Records of labeled points
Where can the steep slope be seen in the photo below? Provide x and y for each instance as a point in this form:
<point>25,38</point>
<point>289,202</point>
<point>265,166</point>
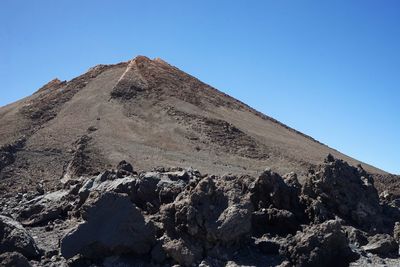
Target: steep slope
<point>151,114</point>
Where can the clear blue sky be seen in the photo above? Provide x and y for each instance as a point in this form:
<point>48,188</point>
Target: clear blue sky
<point>330,69</point>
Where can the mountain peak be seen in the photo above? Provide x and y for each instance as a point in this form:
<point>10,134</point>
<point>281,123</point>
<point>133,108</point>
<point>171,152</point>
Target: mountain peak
<point>150,113</point>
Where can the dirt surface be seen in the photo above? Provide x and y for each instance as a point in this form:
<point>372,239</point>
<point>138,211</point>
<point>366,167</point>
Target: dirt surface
<point>149,113</point>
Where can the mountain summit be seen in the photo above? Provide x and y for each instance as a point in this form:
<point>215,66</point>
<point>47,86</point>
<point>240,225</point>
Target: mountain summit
<point>150,113</point>
<point>71,197</point>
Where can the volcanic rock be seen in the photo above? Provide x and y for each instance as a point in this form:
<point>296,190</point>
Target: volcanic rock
<point>113,226</point>
<point>320,245</point>
<point>14,238</point>
<point>382,244</point>
<point>13,259</point>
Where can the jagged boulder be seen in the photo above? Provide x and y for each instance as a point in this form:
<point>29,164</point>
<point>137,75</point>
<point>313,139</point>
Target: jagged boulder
<point>337,188</point>
<point>113,226</point>
<point>14,238</point>
<point>320,245</point>
<point>148,190</point>
<point>13,259</point>
<point>217,209</point>
<point>382,244</point>
<point>274,221</point>
<point>277,204</point>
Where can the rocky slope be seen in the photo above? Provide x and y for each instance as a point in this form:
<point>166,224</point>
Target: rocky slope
<point>177,216</point>
<point>150,113</point>
<point>64,203</point>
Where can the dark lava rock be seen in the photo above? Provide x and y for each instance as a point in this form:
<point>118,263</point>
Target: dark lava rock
<point>337,188</point>
<point>125,168</point>
<point>274,221</point>
<point>320,245</point>
<point>113,226</point>
<point>46,208</point>
<point>13,259</point>
<point>14,238</point>
<point>382,244</point>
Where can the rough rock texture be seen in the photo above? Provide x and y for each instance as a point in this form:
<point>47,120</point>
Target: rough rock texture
<point>321,245</point>
<point>14,238</point>
<point>382,244</point>
<point>171,216</point>
<point>149,113</point>
<point>13,259</point>
<point>340,189</point>
<point>113,225</point>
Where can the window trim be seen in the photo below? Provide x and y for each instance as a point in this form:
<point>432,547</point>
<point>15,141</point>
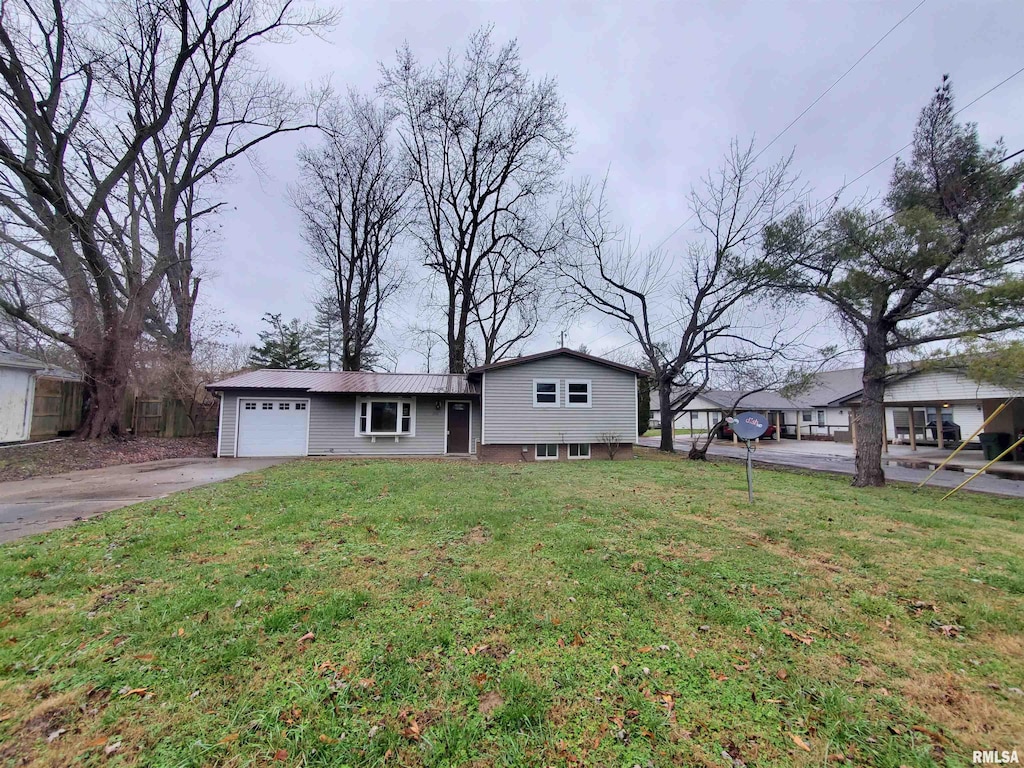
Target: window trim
<point>359,401</point>
<point>581,457</point>
<point>538,457</point>
<point>590,393</point>
<point>558,392</point>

#### Stated exercise:
Render all lines of the entries above as a Markdown table with the columns Number and Line, giving each line its own numbered row. Omit blank lines, and leave the pictures out.

#### Answer in full:
| Number | Line |
|---|---|
| 1 | Where can the steep slope be seen in the photo below? Provide x and y for each instance as a point in this form: |
| 2 | <point>25,38</point> |
| 3 | <point>289,202</point> |
| 4 | <point>265,166</point> |
| 5 | Target: steep slope |
| 6 | <point>151,114</point> |
| 7 | Where can the clear blue sky be seen in the photo above? Provide x and y for each instance as a point in this form: |
| 8 | <point>48,188</point> |
| 9 | Target: clear blue sky |
| 10 | <point>330,69</point> |
| 11 | Where can the mountain peak be seen in the photo above? Provide x and y for each instance as a point in this form: |
| 12 | <point>10,134</point> |
| 13 | <point>281,123</point> |
| 14 | <point>133,108</point> |
| 15 | <point>171,152</point> |
| 16 | Target: mountain peak |
| 17 | <point>150,113</point> |
| 18 | Where can the dirt surface be seen in the photo above? Provide x and y for each instance as a point in this form: |
| 19 | <point>372,239</point> |
| 20 | <point>138,211</point> |
| 21 | <point>366,167</point> |
| 22 | Target: dirt surface |
| 23 | <point>149,113</point> |
| 24 | Where can the mountain summit be seen in the photo above? Provide x and y for each instance as a point in this form: |
| 25 | <point>215,66</point> |
| 26 | <point>47,86</point> |
| 27 | <point>240,225</point> |
| 28 | Target: mountain summit |
| 29 | <point>150,113</point> |
| 30 | <point>71,197</point> |
| 31 | Where can the volcanic rock be seen in the photo above? Provide x and y for each instance as a point in this form: |
| 32 | <point>296,190</point> |
| 33 | Target: volcanic rock |
| 34 | <point>113,226</point> |
| 35 | <point>320,245</point> |
| 36 | <point>14,238</point> |
| 37 | <point>382,244</point> |
| 38 | <point>13,259</point> |
| 39 | Where can the jagged boulder be seen in the photo above? Provide x and y for each instance as a point in this form: |
| 40 | <point>29,164</point> |
| 41 | <point>137,75</point> |
| 42 | <point>313,139</point> |
| 43 | Target: jagged boulder |
| 44 | <point>337,188</point> |
| 45 | <point>113,226</point> |
| 46 | <point>14,238</point> |
| 47 | <point>320,245</point> |
| 48 | <point>148,190</point> |
| 49 | <point>13,259</point> |
| 50 | <point>217,209</point> |
| 51 | <point>382,244</point> |
| 52 | <point>274,221</point> |
| 53 | <point>277,204</point> |
| 54 | Where can the rocky slope be seen in the photo above? Provide x and y for each instance as a point in this form: |
| 55 | <point>166,224</point> |
| 56 | Target: rocky slope |
| 57 | <point>177,216</point> |
| 58 | <point>150,113</point> |
| 59 | <point>64,203</point> |
| 60 | Where can the dark lava rock be seen in the photo above? Provide x and y for each instance as a point in this form: |
| 61 | <point>118,263</point> |
| 62 | Target: dark lava rock |
| 63 | <point>337,188</point> |
| 64 | <point>125,168</point> |
| 65 | <point>274,221</point> |
| 66 | <point>320,245</point> |
| 67 | <point>113,226</point> |
| 68 | <point>46,208</point> |
| 69 | <point>13,259</point> |
| 70 | <point>14,238</point> |
| 71 | <point>382,244</point> |
| 72 | Where can the rough rock texture be seen in the photo above? Provide x and y for each instance as a point in this form: |
| 73 | <point>47,120</point> |
| 74 | Target: rough rock texture |
| 75 | <point>321,245</point> |
| 76 | <point>14,238</point> |
| 77 | <point>382,244</point> |
| 78 | <point>171,216</point> |
| 79 | <point>149,113</point> |
| 80 | <point>13,259</point> |
| 81 | <point>340,189</point> |
| 82 | <point>113,225</point> |
| 83 | Where can the window trim be seen in the photo below? Provide x and y for each instance as a point in this form: |
| 84 | <point>432,547</point> |
| 85 | <point>15,141</point> |
| 86 | Target: window trim |
| 87 | <point>359,401</point> |
| 88 | <point>581,457</point> |
| 89 | <point>538,457</point> |
| 90 | <point>590,393</point> |
| 91 | <point>558,392</point> |